PROVIDED PASSAGE Start Marker
The Dissertation Workshop is a graduate educational seminar open to graduate students and their advisors. CES invites graduates students who are interested in attending this workshop or in presenting their research to contact Nikolas Weyland, CES Dissertation Workshop Coordinator.
Emma Friedlander is a third-year Ph.D. candidate in the history department. Her dissertation examines the popular culture of alternative spirituality in the late Soviet and post-Soviet periods in the Eastern European portion of the Soviet Union.
In the years surrounding Soviet collapse, a notable craze for alternative spirituality and the paranormal swept society. This paper examines the inflection of horoscopes, premonitions, and exposés on psychics, UFOs, and alternative medicine trends in the newly independent tabloid press in the early 1990s. This chronology transcends the boundaries of official Soviet collapse in December 1991 to conceive of 1990-1993 as a cohesive era experienced by people as the “end of times.” The paper traces press discussions about alternative spirituality and the paranormal to ask how people interpreted the craze surrounding them. It identifies the combining of alternative spirituality with rampant sexuality and consumerism in the tabloids to argue for an abandonment of the previous moral order and search for a new one. Ultimately, the boulevard press provided a vital space for people to discuss and grapple with late and post-Soviet culture. Sources from Russia, Ukraine, and Latvia demonstrate their shared legacy of Soviet popular culture while revealing meaningful differences in the former republics.
PROVIDED PASSAGE End Marker
DATASET EXTRACT Start Marker
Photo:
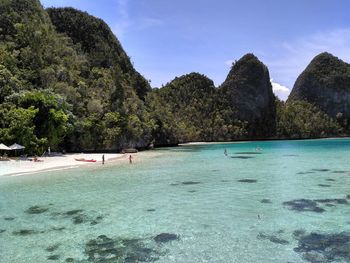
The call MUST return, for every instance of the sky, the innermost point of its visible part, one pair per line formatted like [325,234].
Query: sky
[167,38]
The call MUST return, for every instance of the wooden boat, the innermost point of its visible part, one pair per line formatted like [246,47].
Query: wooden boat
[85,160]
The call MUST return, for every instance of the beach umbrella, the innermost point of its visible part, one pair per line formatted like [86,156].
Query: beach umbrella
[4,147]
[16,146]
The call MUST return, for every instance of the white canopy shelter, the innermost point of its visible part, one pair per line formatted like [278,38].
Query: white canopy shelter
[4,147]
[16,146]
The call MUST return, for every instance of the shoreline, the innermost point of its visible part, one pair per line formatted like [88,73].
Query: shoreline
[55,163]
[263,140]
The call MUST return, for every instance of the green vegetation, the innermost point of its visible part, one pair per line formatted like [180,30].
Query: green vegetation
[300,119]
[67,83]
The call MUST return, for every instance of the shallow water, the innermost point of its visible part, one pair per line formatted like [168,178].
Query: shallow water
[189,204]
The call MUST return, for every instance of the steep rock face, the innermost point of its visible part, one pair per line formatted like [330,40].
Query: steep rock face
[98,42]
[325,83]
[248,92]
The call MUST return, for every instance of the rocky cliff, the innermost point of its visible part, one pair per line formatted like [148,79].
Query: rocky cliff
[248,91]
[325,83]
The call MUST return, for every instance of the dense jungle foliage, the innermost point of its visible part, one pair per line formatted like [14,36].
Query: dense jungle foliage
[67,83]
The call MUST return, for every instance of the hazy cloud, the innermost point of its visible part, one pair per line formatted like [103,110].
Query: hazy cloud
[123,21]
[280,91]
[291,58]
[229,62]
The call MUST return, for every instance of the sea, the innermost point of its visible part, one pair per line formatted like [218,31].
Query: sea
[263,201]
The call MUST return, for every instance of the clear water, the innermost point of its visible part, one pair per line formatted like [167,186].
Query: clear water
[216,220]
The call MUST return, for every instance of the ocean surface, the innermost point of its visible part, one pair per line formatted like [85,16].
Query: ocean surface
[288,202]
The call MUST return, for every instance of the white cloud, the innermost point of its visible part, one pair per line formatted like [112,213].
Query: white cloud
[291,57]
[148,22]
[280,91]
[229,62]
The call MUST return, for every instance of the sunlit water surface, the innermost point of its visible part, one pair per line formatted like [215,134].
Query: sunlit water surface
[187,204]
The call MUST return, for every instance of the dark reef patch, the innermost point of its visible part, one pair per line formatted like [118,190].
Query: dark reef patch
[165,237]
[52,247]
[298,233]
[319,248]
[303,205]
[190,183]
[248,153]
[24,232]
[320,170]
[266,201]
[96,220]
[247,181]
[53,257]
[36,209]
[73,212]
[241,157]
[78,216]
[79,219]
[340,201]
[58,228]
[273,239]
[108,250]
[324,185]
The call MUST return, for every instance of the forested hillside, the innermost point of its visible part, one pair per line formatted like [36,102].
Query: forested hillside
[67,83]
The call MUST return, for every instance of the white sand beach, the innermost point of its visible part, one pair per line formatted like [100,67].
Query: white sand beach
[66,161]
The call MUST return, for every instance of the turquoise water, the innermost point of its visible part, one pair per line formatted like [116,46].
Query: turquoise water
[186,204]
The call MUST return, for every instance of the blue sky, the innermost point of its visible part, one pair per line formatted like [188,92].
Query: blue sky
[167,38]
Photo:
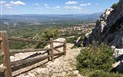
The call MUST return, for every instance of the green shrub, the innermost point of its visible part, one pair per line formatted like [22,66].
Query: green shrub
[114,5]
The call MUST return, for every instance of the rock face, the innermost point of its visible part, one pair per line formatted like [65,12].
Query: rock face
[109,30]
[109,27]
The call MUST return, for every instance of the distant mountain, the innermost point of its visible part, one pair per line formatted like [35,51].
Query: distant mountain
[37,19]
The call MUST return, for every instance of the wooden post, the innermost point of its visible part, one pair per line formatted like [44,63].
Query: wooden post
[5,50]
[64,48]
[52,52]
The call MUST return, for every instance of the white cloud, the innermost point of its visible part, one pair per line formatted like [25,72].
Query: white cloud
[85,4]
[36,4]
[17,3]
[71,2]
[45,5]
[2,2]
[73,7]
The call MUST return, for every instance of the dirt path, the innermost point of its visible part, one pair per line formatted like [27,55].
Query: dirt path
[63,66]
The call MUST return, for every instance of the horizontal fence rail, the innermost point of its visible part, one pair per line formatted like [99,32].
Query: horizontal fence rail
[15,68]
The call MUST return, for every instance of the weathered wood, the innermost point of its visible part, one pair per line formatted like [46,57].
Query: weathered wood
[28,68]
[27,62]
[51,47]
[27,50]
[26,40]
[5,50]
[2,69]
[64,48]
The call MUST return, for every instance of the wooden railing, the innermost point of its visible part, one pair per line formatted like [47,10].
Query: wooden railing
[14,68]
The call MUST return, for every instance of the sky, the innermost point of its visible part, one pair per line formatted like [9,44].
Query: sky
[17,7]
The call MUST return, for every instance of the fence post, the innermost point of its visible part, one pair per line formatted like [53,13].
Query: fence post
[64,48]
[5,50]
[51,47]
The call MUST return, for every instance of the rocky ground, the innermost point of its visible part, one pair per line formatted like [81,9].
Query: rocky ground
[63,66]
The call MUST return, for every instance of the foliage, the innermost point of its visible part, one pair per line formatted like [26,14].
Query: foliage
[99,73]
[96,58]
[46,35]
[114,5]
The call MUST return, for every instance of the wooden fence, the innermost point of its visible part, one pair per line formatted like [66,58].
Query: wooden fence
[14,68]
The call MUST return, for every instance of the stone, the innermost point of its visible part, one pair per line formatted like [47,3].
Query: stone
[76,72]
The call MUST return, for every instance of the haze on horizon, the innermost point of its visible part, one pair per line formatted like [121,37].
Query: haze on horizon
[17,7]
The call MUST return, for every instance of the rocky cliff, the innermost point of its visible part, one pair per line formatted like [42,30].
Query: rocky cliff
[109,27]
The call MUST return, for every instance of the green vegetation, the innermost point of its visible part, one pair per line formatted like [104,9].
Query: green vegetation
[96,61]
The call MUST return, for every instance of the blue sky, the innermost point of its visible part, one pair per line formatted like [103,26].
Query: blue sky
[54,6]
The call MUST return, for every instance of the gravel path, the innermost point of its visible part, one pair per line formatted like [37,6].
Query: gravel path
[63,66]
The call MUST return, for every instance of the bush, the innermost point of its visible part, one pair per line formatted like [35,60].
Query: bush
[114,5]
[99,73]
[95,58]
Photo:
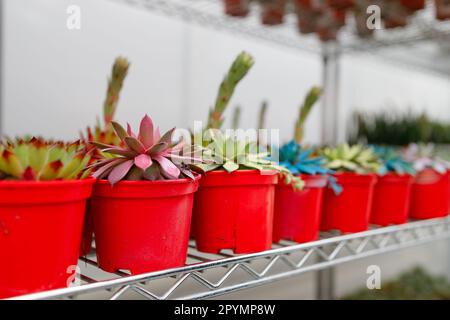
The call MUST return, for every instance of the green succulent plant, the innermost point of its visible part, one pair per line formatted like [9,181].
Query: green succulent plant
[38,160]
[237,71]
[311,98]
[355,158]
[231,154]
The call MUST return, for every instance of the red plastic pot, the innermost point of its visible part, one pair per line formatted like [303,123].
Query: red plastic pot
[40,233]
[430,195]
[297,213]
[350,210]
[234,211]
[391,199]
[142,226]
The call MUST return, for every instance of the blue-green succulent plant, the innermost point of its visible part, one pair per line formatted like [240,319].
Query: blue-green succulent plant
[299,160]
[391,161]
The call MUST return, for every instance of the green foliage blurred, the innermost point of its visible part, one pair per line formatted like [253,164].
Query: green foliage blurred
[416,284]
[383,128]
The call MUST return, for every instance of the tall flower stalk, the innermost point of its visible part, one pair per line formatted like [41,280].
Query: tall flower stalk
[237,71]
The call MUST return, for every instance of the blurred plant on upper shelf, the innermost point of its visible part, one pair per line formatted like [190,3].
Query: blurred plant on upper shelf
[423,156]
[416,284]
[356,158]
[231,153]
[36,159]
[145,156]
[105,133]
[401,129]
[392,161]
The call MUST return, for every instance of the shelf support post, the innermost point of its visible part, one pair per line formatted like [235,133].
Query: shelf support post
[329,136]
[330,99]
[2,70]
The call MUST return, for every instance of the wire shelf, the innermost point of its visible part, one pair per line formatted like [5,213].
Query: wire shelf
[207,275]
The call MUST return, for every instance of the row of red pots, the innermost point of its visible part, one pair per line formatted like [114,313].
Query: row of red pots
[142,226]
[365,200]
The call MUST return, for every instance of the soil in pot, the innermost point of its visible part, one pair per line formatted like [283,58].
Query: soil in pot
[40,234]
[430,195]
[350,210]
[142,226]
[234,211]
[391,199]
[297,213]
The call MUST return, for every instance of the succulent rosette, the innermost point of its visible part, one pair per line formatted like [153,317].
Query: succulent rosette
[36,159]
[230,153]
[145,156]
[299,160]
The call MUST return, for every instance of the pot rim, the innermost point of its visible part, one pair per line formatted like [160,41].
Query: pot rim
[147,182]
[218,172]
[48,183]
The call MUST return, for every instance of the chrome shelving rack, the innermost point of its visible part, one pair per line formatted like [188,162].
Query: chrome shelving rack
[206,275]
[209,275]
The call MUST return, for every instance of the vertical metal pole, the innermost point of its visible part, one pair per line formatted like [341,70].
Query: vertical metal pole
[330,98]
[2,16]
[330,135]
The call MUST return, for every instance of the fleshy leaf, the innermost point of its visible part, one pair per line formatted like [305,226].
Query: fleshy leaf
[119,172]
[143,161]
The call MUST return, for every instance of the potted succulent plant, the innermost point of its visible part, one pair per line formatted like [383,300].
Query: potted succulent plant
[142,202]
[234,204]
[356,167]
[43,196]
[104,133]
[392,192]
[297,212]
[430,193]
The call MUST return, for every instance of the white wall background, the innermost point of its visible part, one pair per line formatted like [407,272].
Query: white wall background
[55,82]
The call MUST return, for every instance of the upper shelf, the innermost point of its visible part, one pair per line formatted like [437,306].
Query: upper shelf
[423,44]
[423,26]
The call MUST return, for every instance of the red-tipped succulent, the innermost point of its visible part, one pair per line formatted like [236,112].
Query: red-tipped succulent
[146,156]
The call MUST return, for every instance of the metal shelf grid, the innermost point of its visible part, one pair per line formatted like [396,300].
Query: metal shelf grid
DATASET EXTRACT End Marker
DATASET EXTRACT Start Marker
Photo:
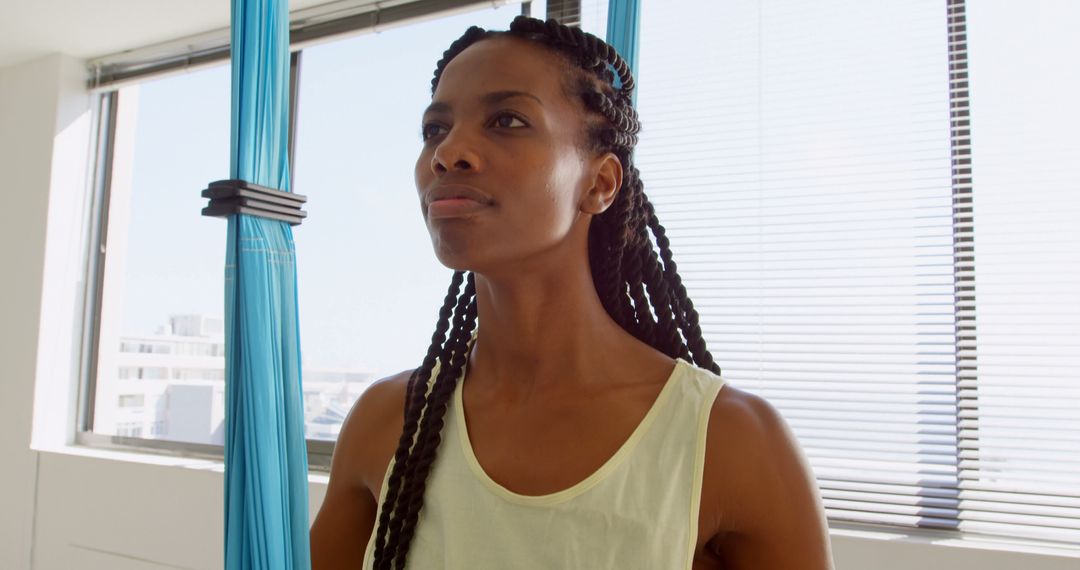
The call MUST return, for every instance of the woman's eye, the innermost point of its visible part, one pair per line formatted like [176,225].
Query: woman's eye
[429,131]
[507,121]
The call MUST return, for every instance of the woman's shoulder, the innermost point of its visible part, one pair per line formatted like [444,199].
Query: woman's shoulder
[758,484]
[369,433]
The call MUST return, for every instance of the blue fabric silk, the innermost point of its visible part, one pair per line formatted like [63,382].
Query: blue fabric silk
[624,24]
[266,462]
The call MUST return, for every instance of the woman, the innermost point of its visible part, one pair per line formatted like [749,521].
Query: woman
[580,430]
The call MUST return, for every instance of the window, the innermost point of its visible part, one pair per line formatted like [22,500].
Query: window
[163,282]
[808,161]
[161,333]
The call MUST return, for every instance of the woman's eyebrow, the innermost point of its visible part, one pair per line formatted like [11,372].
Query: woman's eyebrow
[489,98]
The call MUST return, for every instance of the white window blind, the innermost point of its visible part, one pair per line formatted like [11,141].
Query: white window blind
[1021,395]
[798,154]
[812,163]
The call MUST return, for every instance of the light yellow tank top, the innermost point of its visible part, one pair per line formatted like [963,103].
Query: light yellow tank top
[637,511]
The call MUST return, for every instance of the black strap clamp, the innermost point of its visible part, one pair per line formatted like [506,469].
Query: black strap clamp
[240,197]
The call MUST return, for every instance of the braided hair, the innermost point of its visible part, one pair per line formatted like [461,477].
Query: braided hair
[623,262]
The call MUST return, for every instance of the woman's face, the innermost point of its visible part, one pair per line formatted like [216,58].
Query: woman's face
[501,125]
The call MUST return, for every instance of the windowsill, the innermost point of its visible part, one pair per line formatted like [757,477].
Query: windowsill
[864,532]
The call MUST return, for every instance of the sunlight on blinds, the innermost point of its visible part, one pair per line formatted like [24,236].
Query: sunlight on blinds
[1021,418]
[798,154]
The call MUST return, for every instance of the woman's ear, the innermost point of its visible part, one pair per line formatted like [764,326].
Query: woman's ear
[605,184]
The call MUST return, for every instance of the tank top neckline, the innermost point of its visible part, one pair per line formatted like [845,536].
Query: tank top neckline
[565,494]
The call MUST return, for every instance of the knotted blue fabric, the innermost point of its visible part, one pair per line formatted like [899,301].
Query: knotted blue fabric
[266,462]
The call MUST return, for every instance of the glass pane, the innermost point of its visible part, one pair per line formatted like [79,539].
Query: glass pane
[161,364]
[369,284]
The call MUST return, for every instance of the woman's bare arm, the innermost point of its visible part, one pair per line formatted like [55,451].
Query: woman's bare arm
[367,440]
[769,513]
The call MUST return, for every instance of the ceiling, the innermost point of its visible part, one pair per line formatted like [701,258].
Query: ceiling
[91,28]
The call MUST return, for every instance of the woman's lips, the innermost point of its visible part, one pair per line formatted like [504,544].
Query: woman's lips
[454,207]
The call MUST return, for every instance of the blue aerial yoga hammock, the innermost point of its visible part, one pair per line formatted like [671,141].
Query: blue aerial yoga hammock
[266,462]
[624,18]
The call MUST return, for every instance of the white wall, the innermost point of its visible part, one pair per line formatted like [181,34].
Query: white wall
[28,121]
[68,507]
DATASET EXTRACT End Marker
PROBLEMS TO SOLVE:
1. Answer these questions using the workshop announcement.
(a) Who is the CES Dissertation Workshop Coordinator?
(b) In which department is Emma Friedlander a Ph.D. candidate?
(c) Which three countries do the paper's sources come from?
2. Rewrite the part of the workshop announcement between "The Dissertation Workshop" and "the Soviet Union.", inclusive, changing "third-year" to "fourth-year".

SOLUTIONS TO EACH TASK:
1.
(a) Nikolas Weyland
(b) The history department
(c) Russia, Ukraine, and Latvia

2.
The Dissertation Workshop is a graduate educational seminar open to graduate students and their advisors. CES invites graduates students who are interested in attending this workshop or in presenting their research to contact Nikolas Weyland, CES Dissertation Workshop Coordinator.
Emma Friedlander is a fourth-year Ph.D. candidate in the history department. Her dissertation examines the popular culture of alternative spirituality in the late Soviet and post-Soviet periods in the Eastern European portion of the Soviet Union.